> **Given problem**
Reproduce each of the following entries line for line, with no changes to wording, spacing, or punctuation.

> **Entries excerpted from a collection**
————————
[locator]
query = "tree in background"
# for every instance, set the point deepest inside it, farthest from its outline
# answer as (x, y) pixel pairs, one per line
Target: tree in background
————————
> **Response to the task**
[locator]
query = "tree in background"
# for every instance, set the point deepest inside it, farthest from its outline
# answer as (x, y) pixel pairs, one per line
Target: tree in background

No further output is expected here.